911 on abc (found family. whump. angst. absolute batshit insane shenanigans. jennifer love hewitt and angela bassett. ryan guzman getting blood all over him on multiple occasions. what's not to love)
gen:LOCK (season 1 only) (there is no season 2 in ba sing se) (found family and robots and cool animation and cool music and found family and coolest fucking dichotomy between hero and villain and and and)
rwby (the WORLDBUILDING. the WRITING. the CHARACTERS. the WEAPONS. GENUINELY IT GOES SOOO SO SO CRAZY.)
the bear (im not done with it yet and lack of actual real bears ASIDE. this show is so so beautiful and masterfully done. im literally obsessed)
supernatural (UNFORTUNATELY some of the episodes do kinda go hard.)
daredevil (the CINEMATOGRAPHY the DEPRESSED BLOODIED CATHOLIC BOY the INSANE WOMEN the JOHN PAESANO SOUNDTRACK truly this show is unmatched)

Exercise requirements:
(a) Could you quote the TV show recommendations, everything from "the bear (im" down to "kinda go hard.)"?
(b) Can you extend the TV show recommendations past their last entry, in the same style?

Raw data:
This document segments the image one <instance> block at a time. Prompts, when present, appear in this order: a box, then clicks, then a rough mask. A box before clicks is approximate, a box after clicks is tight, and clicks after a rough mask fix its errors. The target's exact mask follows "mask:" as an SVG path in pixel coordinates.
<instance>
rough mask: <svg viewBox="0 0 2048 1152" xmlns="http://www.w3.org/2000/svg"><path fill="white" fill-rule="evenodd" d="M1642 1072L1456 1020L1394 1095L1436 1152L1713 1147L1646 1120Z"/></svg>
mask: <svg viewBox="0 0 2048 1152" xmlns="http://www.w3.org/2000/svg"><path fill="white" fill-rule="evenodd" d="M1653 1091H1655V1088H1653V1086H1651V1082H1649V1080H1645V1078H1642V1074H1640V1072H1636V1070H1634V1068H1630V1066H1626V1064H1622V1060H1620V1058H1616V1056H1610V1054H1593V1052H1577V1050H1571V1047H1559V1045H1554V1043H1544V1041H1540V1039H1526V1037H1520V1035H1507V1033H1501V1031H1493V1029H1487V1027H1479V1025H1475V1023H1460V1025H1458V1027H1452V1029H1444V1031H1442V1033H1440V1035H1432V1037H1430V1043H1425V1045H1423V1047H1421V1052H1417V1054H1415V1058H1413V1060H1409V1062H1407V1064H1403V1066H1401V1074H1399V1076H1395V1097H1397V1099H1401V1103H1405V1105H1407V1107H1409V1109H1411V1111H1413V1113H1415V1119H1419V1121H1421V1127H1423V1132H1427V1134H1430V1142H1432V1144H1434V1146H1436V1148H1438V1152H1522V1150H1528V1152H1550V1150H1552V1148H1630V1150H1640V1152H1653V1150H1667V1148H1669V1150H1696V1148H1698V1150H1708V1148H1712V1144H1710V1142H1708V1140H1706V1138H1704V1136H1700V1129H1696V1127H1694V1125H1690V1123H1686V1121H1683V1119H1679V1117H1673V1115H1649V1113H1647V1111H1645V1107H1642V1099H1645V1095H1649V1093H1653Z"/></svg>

Solved problems:
(a)
the bear (im not done with it yet and lack of actual real bears ASIDE. this show is so so beautiful and masterfully done. im literally obsessed)
supernatural (UNFORTUNATELY some of the episodes do kinda go hard.)

(b)
zoo netflix. (is it GOOD? no. but it is very fun and involves found family living on a plane solving mysteries and trying to stop the apocalypse so truly. does it even NEED to be good)
agents of shield (again i havent finished it but ouhghgoughhghh......found family.....whump.....literally this show was GAME CHANGING for me. i would not be the whump enjoyer i am today if it weren't for the scene where daisy gets shot point blank and lovingly lowered to the ground by the man who shot her. truly. also huge fan of the asian american female lead who is a complex multifaceted character. love her.)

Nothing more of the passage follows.